Labeled-object pointing records:

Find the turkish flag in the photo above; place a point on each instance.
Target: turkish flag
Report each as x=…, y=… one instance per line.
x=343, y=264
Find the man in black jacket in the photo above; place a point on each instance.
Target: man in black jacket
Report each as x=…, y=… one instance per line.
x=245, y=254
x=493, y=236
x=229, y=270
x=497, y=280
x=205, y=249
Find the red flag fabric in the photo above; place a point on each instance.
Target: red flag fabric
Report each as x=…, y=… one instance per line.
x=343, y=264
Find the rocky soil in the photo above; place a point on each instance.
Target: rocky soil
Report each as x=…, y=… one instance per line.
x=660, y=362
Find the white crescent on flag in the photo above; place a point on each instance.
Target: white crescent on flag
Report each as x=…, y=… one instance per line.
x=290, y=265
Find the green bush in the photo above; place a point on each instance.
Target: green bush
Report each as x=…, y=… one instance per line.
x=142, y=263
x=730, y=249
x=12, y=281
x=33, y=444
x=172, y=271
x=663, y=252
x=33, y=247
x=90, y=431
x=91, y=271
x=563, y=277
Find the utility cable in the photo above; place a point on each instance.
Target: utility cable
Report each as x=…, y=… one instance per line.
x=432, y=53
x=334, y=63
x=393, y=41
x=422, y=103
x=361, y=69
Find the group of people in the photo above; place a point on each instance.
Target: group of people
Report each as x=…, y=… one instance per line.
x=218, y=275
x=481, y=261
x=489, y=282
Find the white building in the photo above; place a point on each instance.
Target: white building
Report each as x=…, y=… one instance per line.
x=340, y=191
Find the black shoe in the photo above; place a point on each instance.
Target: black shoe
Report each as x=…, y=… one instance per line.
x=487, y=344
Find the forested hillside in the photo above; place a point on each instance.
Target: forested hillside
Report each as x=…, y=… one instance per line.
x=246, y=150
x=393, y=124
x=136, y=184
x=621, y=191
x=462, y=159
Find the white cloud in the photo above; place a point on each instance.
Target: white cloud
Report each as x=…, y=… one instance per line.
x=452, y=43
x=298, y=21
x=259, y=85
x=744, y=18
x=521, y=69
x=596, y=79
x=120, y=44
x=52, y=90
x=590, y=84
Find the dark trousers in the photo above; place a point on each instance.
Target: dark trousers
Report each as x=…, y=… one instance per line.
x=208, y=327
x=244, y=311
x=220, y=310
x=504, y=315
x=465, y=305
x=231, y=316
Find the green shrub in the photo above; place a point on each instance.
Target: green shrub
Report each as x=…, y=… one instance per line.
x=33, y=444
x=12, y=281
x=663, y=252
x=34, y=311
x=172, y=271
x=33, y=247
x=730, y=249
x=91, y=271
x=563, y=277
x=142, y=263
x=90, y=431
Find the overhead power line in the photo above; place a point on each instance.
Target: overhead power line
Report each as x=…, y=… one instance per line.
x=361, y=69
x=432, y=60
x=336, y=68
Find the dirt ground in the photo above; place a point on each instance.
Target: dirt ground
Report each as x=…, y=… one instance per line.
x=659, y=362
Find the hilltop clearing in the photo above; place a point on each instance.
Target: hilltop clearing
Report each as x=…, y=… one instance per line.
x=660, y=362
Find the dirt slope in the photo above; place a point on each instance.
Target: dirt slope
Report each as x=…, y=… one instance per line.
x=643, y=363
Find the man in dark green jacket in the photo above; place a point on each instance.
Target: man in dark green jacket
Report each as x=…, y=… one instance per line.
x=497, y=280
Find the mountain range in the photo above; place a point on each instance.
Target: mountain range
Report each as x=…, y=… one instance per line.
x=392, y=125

Work to be completed:
Copy out every one of the records above, line for line, without changing anything.

Full response:
Find the turkish flag in the photo above; place a point on each instance.
Target: turkish flag
Report each as x=…, y=… one instance per line.
x=343, y=264
Find the man in black jacket in the photo above; place a point on each instance.
Target: man in black jacket
Report each as x=…, y=… one instance per line.
x=245, y=254
x=493, y=236
x=229, y=270
x=497, y=280
x=205, y=249
Find the red flag fabric in the photo above; place a point on each instance.
Target: red flag fabric
Report each as x=…, y=… one instance per line.
x=343, y=264
Find the rocky soil in the photo above; place a point on each instance.
Target: rocky soil
Report each as x=…, y=… one instance per line.
x=660, y=362
Find the white crescent on flag in the photo above; place a point on each instance.
Target: white crescent on flag
Report each as x=…, y=… one instance per line.
x=290, y=265
Find the green bush in the photo above; place a point on each instance.
Target: green bush
Report each as x=…, y=… one instance per line.
x=142, y=263
x=730, y=249
x=12, y=281
x=33, y=444
x=172, y=271
x=663, y=252
x=33, y=247
x=90, y=431
x=91, y=271
x=563, y=277
Find the utility cable in the photo above; place a point on each instance.
Target: utility cable
Report each as x=…, y=… one instance per line.
x=432, y=53
x=334, y=63
x=393, y=41
x=422, y=103
x=361, y=69
Find the group of people in the photo above; place a point on each instance.
Target: group of people
Report each as x=…, y=… one instance per line.
x=218, y=275
x=481, y=261
x=489, y=282
Find the white building in the photo above; place a point on each instance.
Target: white building
Report each as x=…, y=… one instance per line.
x=340, y=191
Find the black shoe in the photo above; place a point on each instance.
Target: black shoe
Report each as x=…, y=… one instance per line.
x=487, y=344
Find the forested hillside in the photo above; place a point on each instance.
Target: forested hillside
Report each as x=…, y=… one instance per line.
x=246, y=150
x=393, y=124
x=136, y=184
x=621, y=191
x=462, y=159
Find the white cloud in the photo above; place a point on each instance.
Target: white cloud
Report each as x=…, y=… one instance per line.
x=452, y=43
x=298, y=21
x=259, y=85
x=744, y=18
x=521, y=69
x=596, y=79
x=120, y=44
x=52, y=90
x=590, y=84
Find the dark trousers in the photo above; place a point on each instance.
Target: dark trousers
Report each as x=…, y=… one instance per line.
x=208, y=327
x=244, y=311
x=220, y=310
x=504, y=315
x=465, y=305
x=231, y=316
Find the green shrub in the photo above; place a point on each instance.
Target: green shrub
Report each as x=…, y=… one instance per line.
x=33, y=444
x=12, y=281
x=663, y=252
x=34, y=311
x=172, y=271
x=33, y=247
x=730, y=249
x=91, y=271
x=563, y=277
x=142, y=263
x=90, y=431
Find the overhead power line in the photo above; place a point on each instance.
Target: overhead power line
Report each as x=…, y=… one instance per line.
x=361, y=69
x=432, y=60
x=336, y=68
Find the dirt ground in the photo above; place a point on each instance.
Target: dirt ground
Report each as x=…, y=… one instance per line.
x=659, y=362
Find the hilltop clearing in the photo above; place a point on each instance.
Target: hilltop clearing
Report each as x=…, y=… one instance per line.
x=660, y=362
Find the dirt slope in the photo above; place a point on each instance.
Target: dirt slope
Report each as x=…, y=… one instance per line.
x=643, y=363
Find the man in dark green jacket in the photo above; place a point on each instance.
Target: man in dark green jacket
Report each as x=…, y=… one instance per line.
x=497, y=280
Find the mountain range in the photo above; place a point on each instance.
Target: mountain range
Report each as x=…, y=… one instance per line.
x=392, y=125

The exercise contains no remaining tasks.